> 所给文段:

══════

中国检警关系的侦查监督与引导侦查之维探讨

2022-04-07 18:25
广西政法管理干部学院学报 2022年5期
关键词:检警审查逮捕侦查监督

李 毅

(贵州师范学院,贵州 贵阳 550018)

检警关系是司法制度的重要内容,各国有不同的做法,检警关系主要表现在审前程序中。中国公安机关的侦查权自由度较高,但对侦查权的控制很大程度上依靠的是公安机关的自体监督,这种方式存在着一定的弊端,因而公安机关之外的监督就显得尤其重要。由于检察机关被法律赋予了法律监督的权能,检察机关对侦查进行监督是自然而然的,这是公安机关体外监督的主要方式。检察机关通过侦查监督,发现并纠正侦查中的违法行为,对于保障犯罪嫌疑人及其辩护人的权利,促进审前程序公正都具有重要意义。中国的检警关系集中表现为检察机关对公安机关的侦查进行监督即侦查监督,但侦查监督还存在一些难以突破的障碍,如何改变这种局面?在现有司法体制之下,实务界已经在探索解决侦查监督问题的办法,其中一项就是检察引导侦查。在此,仅就侦查监督与引导侦查来讨论检警关系问题。

一、检警关系的主要问题

中国法律规定检察机关是法律监督机关,侦查监督是法律监督的当然内容。在侦查中,检警关系基本上体现为检察机关对警察的侦查进行监督,检警关系的问题主要也是侦查监督的问题,具体表现在以下三个方面。

══════

> 提取数据:
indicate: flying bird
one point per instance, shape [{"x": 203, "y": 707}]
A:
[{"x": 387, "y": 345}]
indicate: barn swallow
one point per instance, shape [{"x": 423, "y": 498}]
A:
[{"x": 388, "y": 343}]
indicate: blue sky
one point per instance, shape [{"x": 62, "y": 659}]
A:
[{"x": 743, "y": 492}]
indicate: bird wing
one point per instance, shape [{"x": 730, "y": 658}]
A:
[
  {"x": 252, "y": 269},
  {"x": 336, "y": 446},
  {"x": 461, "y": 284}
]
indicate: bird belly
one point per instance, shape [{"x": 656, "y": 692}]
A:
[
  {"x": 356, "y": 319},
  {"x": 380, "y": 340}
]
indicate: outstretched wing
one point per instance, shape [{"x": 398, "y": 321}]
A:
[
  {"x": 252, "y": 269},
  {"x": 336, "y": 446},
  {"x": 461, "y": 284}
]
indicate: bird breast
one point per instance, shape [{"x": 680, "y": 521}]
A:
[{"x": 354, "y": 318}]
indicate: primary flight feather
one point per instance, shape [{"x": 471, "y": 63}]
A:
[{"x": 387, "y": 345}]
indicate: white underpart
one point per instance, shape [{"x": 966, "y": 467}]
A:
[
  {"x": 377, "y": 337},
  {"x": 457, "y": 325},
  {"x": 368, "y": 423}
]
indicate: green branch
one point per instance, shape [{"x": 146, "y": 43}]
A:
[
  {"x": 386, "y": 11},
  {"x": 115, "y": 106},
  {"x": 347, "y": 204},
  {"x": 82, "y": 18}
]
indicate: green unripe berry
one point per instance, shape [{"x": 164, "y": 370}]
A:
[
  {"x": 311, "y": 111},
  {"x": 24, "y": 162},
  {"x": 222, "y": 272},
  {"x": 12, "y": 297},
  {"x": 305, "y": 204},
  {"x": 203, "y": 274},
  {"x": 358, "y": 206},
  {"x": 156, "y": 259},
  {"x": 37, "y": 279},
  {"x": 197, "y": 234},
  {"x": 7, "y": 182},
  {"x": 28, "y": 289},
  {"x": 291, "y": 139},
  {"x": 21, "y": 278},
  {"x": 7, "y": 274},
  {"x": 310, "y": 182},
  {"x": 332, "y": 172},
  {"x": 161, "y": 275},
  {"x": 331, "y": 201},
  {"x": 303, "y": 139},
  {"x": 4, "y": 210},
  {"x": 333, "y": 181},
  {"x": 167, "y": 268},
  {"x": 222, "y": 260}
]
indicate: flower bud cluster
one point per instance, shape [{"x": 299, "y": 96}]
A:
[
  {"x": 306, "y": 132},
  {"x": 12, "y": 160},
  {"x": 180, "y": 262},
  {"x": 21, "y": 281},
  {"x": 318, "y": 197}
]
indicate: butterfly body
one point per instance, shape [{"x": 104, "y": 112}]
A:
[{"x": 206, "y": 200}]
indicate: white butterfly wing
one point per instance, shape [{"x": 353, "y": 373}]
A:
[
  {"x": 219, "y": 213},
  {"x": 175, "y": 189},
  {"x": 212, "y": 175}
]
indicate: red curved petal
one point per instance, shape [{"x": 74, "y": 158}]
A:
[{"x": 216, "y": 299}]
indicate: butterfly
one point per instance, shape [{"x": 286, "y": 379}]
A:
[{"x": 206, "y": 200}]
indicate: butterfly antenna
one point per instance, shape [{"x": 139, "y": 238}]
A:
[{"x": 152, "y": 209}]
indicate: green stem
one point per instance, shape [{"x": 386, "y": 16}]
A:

══════

> 待办任务: 重写所给文段中以含有“2022-04-07 18:25”的语句开头、以“题,具体表现在以下三个方面。”结尾的部分，并把其中的“公安机关”一律改为“警察机关”。

> 解答内容:
2022-04-07 18:25
广西政法管理干部学院学报 2022年5期
关键词:检警审查逮捕侦查监督

李 毅

(贵州师范学院,贵州 贵阳 550018)

检警关系是司法制度的重要内容,各国有不同的做法,检警关系主要表现在审前程序中。中国警察机关的侦查权自由度较高,但对侦查权的控制很大程度上依靠的是警察机关的自体监督,这种方式存在着一定的弊端,因而警察机关之外的监督就显得尤其重要。由于检察机关被法律赋予了法律监督的权能,检察机关对侦查进行监督是自然而然的,这是警察机关体外监督的主要方式。检察机关通过侦查监督,发现并纠正侦查中的违法行为,对于保障犯罪嫌疑人及其辩护人的权利,促进审前程序公正都具有重要意义。中国的检警关系集中表现为检察机关对警察机关的侦查进行监督即侦查监督,但侦查监督还存在一些难以突破的障碍,如何改变这种局面?在现有司法体制之下,实务界已经在探索解决侦查监督问题的办法,其中一项就是检察引导侦查。在此,仅就侦查监督与引导侦查来讨论检警关系问题。

一、检警关系的主要问题

中国法律规定检察机关是法律监督机关,侦查监督是法律监督的当然内容。在侦查中,检警关系基本上体现为检察机关对警察的侦查进行监督,检警关系的问题主要也是侦查监督的问题,具体表现在以下三个方面。